§ What is needed
Quote all of the material below word for word, leaving out the pictures.

§ Provided data

## begin

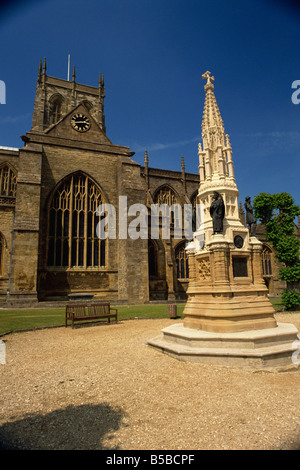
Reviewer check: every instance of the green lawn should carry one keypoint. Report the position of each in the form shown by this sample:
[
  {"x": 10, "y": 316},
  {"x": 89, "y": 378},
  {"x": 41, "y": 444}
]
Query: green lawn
[{"x": 26, "y": 319}]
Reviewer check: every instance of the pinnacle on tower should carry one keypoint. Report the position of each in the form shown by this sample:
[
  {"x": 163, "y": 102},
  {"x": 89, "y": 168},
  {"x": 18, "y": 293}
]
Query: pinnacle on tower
[{"x": 215, "y": 158}]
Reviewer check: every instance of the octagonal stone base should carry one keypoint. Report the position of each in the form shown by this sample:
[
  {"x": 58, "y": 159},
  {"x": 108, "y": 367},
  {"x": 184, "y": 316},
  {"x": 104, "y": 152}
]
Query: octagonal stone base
[{"x": 269, "y": 348}]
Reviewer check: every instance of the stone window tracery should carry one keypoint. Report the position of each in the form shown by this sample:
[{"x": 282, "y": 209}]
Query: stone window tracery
[
  {"x": 56, "y": 109},
  {"x": 73, "y": 219},
  {"x": 8, "y": 182}
]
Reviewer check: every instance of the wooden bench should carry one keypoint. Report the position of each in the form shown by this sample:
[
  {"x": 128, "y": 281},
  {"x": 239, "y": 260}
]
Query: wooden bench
[{"x": 76, "y": 312}]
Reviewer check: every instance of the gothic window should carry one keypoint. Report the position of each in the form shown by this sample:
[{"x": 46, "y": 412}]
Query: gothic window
[
  {"x": 266, "y": 261},
  {"x": 55, "y": 109},
  {"x": 165, "y": 195},
  {"x": 181, "y": 262},
  {"x": 8, "y": 182},
  {"x": 72, "y": 236},
  {"x": 152, "y": 259}
]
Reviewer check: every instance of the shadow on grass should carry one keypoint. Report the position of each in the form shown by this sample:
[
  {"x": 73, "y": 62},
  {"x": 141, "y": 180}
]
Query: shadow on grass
[{"x": 73, "y": 428}]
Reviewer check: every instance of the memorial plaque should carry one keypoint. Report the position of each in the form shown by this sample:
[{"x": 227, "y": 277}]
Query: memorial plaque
[
  {"x": 238, "y": 241},
  {"x": 239, "y": 267}
]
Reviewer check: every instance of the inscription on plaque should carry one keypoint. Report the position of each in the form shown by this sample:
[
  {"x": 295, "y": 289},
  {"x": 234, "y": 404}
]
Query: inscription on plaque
[{"x": 239, "y": 267}]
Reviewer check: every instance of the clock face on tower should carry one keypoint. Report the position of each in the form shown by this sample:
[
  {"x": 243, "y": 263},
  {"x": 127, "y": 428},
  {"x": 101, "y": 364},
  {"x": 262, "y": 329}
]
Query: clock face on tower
[{"x": 80, "y": 122}]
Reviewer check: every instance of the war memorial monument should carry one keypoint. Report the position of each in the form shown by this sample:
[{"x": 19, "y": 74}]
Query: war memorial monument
[{"x": 228, "y": 318}]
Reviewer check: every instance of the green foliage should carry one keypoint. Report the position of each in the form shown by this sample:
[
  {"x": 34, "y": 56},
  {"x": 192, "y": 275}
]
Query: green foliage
[
  {"x": 291, "y": 299},
  {"x": 278, "y": 212},
  {"x": 264, "y": 205},
  {"x": 290, "y": 273}
]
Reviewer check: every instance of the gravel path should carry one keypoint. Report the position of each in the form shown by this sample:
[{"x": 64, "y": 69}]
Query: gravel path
[{"x": 102, "y": 387}]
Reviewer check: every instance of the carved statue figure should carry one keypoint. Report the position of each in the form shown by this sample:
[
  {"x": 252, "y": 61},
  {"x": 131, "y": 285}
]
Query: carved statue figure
[
  {"x": 251, "y": 221},
  {"x": 217, "y": 212}
]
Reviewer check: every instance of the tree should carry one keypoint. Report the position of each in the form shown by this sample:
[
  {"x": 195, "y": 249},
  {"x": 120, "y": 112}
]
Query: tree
[{"x": 277, "y": 212}]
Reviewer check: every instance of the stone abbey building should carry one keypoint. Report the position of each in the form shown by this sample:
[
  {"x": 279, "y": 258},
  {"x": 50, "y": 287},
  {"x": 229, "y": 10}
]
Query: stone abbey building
[{"x": 50, "y": 190}]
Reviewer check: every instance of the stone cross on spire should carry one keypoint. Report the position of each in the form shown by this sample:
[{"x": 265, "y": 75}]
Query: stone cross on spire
[{"x": 207, "y": 76}]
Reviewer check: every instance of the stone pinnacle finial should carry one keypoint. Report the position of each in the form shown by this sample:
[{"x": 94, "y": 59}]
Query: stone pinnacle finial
[
  {"x": 146, "y": 158},
  {"x": 209, "y": 85}
]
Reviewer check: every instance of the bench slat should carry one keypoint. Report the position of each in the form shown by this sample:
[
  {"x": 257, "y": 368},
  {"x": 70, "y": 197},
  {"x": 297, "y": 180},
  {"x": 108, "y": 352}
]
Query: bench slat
[{"x": 82, "y": 312}]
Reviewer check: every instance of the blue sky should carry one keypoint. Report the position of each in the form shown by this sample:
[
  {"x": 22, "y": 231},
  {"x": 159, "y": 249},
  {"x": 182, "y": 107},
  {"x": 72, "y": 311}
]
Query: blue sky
[{"x": 153, "y": 54}]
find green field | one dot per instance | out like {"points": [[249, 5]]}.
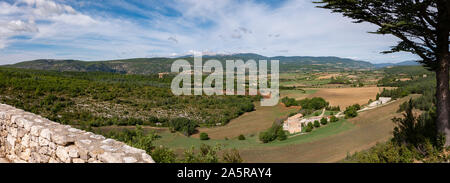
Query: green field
{"points": [[179, 141]]}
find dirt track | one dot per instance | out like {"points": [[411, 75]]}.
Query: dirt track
{"points": [[371, 127]]}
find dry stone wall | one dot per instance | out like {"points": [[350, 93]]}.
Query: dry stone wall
{"points": [[27, 137]]}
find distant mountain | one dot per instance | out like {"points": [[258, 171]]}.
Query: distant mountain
{"points": [[404, 63], [156, 65]]}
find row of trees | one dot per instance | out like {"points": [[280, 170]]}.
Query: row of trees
{"points": [[315, 103]]}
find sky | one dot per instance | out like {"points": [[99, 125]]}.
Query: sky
{"points": [[118, 29]]}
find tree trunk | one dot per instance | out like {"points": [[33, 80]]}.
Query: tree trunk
{"points": [[442, 70], [442, 97]]}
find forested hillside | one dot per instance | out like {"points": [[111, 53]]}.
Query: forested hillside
{"points": [[157, 65], [90, 99]]}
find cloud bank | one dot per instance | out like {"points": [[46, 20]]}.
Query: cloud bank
{"points": [[102, 30]]}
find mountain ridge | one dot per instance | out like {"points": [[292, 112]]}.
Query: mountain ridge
{"points": [[163, 64]]}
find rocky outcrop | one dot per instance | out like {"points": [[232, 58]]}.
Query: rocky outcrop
{"points": [[27, 137]]}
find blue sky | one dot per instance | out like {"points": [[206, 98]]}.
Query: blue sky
{"points": [[118, 29]]}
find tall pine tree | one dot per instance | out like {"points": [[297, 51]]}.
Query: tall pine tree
{"points": [[423, 27]]}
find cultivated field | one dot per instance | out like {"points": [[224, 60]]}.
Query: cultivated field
{"points": [[248, 123], [369, 128], [347, 96]]}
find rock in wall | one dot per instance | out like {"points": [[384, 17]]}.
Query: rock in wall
{"points": [[27, 137]]}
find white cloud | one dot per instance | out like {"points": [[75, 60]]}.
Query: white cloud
{"points": [[222, 26]]}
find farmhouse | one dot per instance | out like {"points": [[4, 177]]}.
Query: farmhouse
{"points": [[380, 101], [294, 123]]}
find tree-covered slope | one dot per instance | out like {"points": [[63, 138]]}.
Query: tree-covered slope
{"points": [[156, 65]]}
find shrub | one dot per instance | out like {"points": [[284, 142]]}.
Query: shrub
{"points": [[352, 111], [308, 128], [163, 155], [316, 124], [315, 103], [289, 101], [241, 137], [232, 156], [281, 135], [204, 136], [274, 132], [333, 119], [323, 121], [184, 125]]}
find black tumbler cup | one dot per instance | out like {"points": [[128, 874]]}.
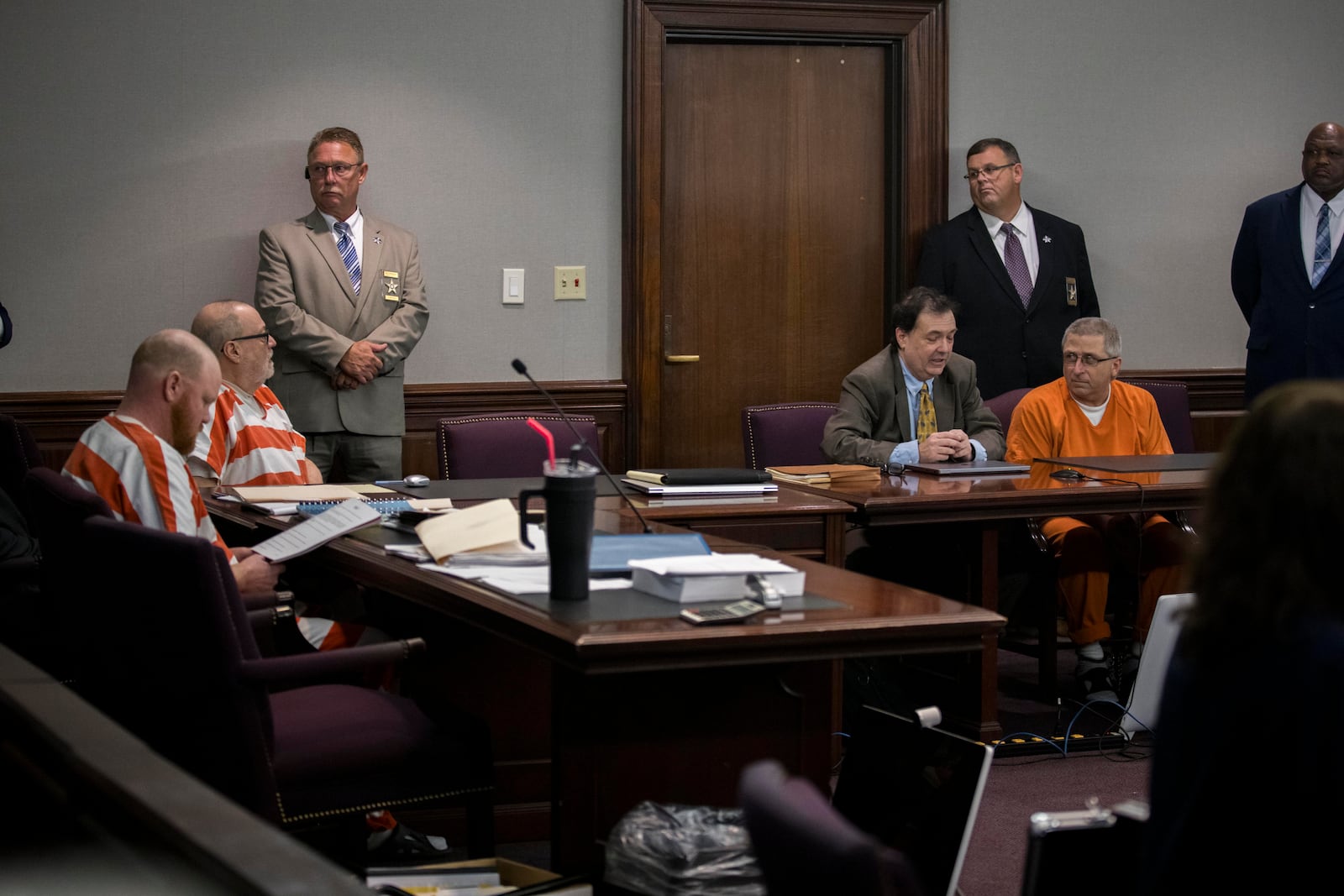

## end

§ Solved exercise
Reviewer check: every instance of the green lawn should carry one keypoint. Report the position of each in the form shown by this sample:
[
  {"x": 10, "y": 316},
  {"x": 89, "y": 378},
  {"x": 41, "y": 444}
]
Query: green lawn
[{"x": 26, "y": 319}]
Reviewer check: every instance of the pinnacle on tower should carry one keypoint. Report the position of each in the form shown by this sample:
[
  {"x": 163, "y": 102},
  {"x": 89, "y": 168},
  {"x": 18, "y": 293}
]
Query: pinnacle on tower
[{"x": 215, "y": 158}]
Reviewer check: every instance of the octagonal stone base should carry one keypoint. Report the position of each in the form shown by this sample:
[
  {"x": 58, "y": 159},
  {"x": 108, "y": 367},
  {"x": 184, "y": 316},
  {"x": 104, "y": 152}
]
Query: octagonal stone base
[{"x": 269, "y": 348}]
Reviewer check: every instance of the stone window tracery should carry one keypoint. Report the position of each in the form shown by this sample:
[{"x": 282, "y": 209}]
Query: stone window tracery
[
  {"x": 56, "y": 109},
  {"x": 73, "y": 219},
  {"x": 8, "y": 182}
]
Reviewer check: every instance of the wooden bench should carry one keypoint. Report the position of each in the form shown by this sample:
[
  {"x": 128, "y": 281},
  {"x": 239, "y": 260}
]
Query: wooden bench
[{"x": 76, "y": 312}]
Reviewer check: every instance of the gothic window should carry one keypoint. Report the position of each in the form shown by this sample:
[{"x": 46, "y": 412}]
Query: gothic window
[
  {"x": 266, "y": 261},
  {"x": 55, "y": 109},
  {"x": 165, "y": 195},
  {"x": 181, "y": 262},
  {"x": 8, "y": 182},
  {"x": 72, "y": 236},
  {"x": 152, "y": 259}
]
Reviewer check: every instance of the shadow on grass should carry one keypoint. Report the position of each in the form shown by this sample:
[
  {"x": 73, "y": 62},
  {"x": 141, "y": 180}
]
Query: shadow on grass
[{"x": 73, "y": 428}]
Reviewer check: every instance of the memorial plaque should carry one keypoint. Report the position of each in the form shown by this sample:
[{"x": 227, "y": 277}]
Query: memorial plaque
[
  {"x": 238, "y": 241},
  {"x": 239, "y": 267}
]
Reviewer check: every instance of the inscription on plaque should carry one keypoint. Report the position of each in the form shown by this sample:
[
  {"x": 295, "y": 289},
  {"x": 234, "y": 404}
]
Query: inscription on plaque
[{"x": 239, "y": 267}]
Reviewer check: every instance of the clock face on tower should carry one keypoint. Report the position of each in the form shown by this sample:
[
  {"x": 243, "y": 263},
  {"x": 127, "y": 428},
  {"x": 101, "y": 364},
  {"x": 262, "y": 329}
]
Query: clock face on tower
[{"x": 80, "y": 122}]
Reviewer check: every instance of the war memorial monument should carry one keypoint. Report the position of each in the form shown by this sample:
[{"x": 19, "y": 74}]
Query: war memorial monument
[{"x": 228, "y": 318}]
Reviewer check: every instance of the green foliage should carry one keypoint. Report the position of each in the form shown by this sample:
[
  {"x": 34, "y": 56},
  {"x": 192, "y": 275}
]
Query: green foliage
[
  {"x": 291, "y": 299},
  {"x": 278, "y": 212},
  {"x": 264, "y": 205},
  {"x": 290, "y": 273}
]
Reviewer check: every instance of the gravel path should carry one keypoint. Report the position of each in the form shown by this sample:
[{"x": 64, "y": 69}]
Query: gravel path
[{"x": 102, "y": 387}]
Reviewer check: every instance of the carved statue figure should carry one keypoint. Report the position of each in the form shown by this sample:
[
  {"x": 252, "y": 61},
  {"x": 131, "y": 285}
]
Query: carved statue figure
[
  {"x": 251, "y": 221},
  {"x": 217, "y": 212}
]
Reviewer check: every instance of the tree should carry one keypoint. Report the position of each in the form shown by this sample:
[
  {"x": 195, "y": 249},
  {"x": 120, "y": 112}
]
Query: tree
[{"x": 277, "y": 212}]
Reviewer check: every instance of the stone abbey building should carry one keypoint. Report the position of each in the form shown by this sample:
[
  {"x": 279, "y": 258},
  {"x": 50, "y": 287},
  {"x": 229, "y": 10}
]
Query: stone abbey building
[{"x": 50, "y": 190}]
Reviewer check: every instance of the stone cross on spire should carry one keypoint. Report the position of each in the form shown by this sample:
[{"x": 265, "y": 75}]
Query: stone cross on spire
[{"x": 207, "y": 76}]
Reviewer check: every instance of the stone pinnacle finial should carry one keypoint. Report the position of each in the form shown by this sample:
[{"x": 94, "y": 59}]
Query: stone pinnacle finial
[
  {"x": 146, "y": 158},
  {"x": 209, "y": 85}
]
Reviewer check: every instance of the bench slat should carry one keypoint. Report the position of each in the form shown by this sample:
[
  {"x": 257, "y": 368},
  {"x": 70, "y": 197},
  {"x": 297, "y": 180},
  {"x": 108, "y": 352}
]
Query: bench slat
[{"x": 82, "y": 312}]
Reviewer check: every instance of the blue sky should carry one keypoint. Report the position of each in the form shown by this sample:
[
  {"x": 22, "y": 231},
  {"x": 159, "y": 249},
  {"x": 182, "y": 107},
  {"x": 72, "y": 311}
]
Query: blue sky
[{"x": 153, "y": 54}]
find green field | one dot per instance | out like {"points": [[249, 5]]}.
Query: green field
{"points": [[179, 141]]}
find dirt track | one dot per instance | out like {"points": [[411, 75]]}.
Query: dirt track
{"points": [[371, 127]]}
find dry stone wall | one dot per instance | out like {"points": [[350, 93]]}.
Query: dry stone wall
{"points": [[27, 137]]}
find distant mountain | one dot per instance | out like {"points": [[258, 171]]}.
Query: distant mountain
{"points": [[404, 63], [156, 65]]}
find row of trees | one dot per instance | out like {"points": [[280, 170]]}.
Query: row of trees
{"points": [[315, 103]]}
find sky | one dot per instance | out like {"points": [[99, 125]]}.
Query: sky
{"points": [[118, 29]]}
find tree trunk | one dot per instance | out like {"points": [[33, 80]]}.
Query: tree trunk
{"points": [[442, 70], [442, 97]]}
find forested hillside | one dot per instance | out like {"points": [[111, 53]]}.
Query: forested hillside
{"points": [[157, 65], [90, 99]]}
find cloud bank | one dot per instance | out like {"points": [[46, 20]]}.
Query: cloud bank
{"points": [[102, 30]]}
find mountain ridge | one dot per instance | out like {"points": [[292, 112]]}.
Query: mountain ridge
{"points": [[163, 64]]}
find rocky outcrop | one dot per instance | out like {"points": [[232, 58]]}.
Query: rocky outcrop
{"points": [[27, 137]]}
find blue sky | one dot per instance | out like {"points": [[206, 98]]}.
Query: blue sky
{"points": [[118, 29]]}
find tall pine tree | one dot per instance | out like {"points": [[297, 51]]}.
Query: tall pine tree
{"points": [[423, 27]]}
find cultivated field | one dot per instance | out like {"points": [[224, 60]]}.
Query: cultivated field
{"points": [[248, 123], [369, 128], [347, 96]]}
find rock in wall | one dot per instance | out like {"points": [[384, 17]]}.
Query: rock in wall
{"points": [[27, 137]]}
find white cloud | one dot per instance | out like {"points": [[75, 60]]}.
Query: white cloud
{"points": [[222, 26]]}
find farmhouse | one dot per instance | out like {"points": [[4, 177]]}.
Query: farmhouse
{"points": [[380, 101], [294, 123]]}
find tree-covered slope | one dot per instance | out like {"points": [[63, 138]]}.
Query: tree-covered slope
{"points": [[156, 65]]}
find shrub | one dot per instance | out like {"points": [[284, 142]]}.
Query: shrub
{"points": [[352, 111], [308, 128], [163, 155], [316, 124], [315, 103], [289, 101], [241, 137], [232, 156], [281, 135], [204, 136], [274, 132], [333, 119], [323, 121], [184, 125]]}
find black tumbler cup | one dot per instance | out like {"points": [[128, 874]]}.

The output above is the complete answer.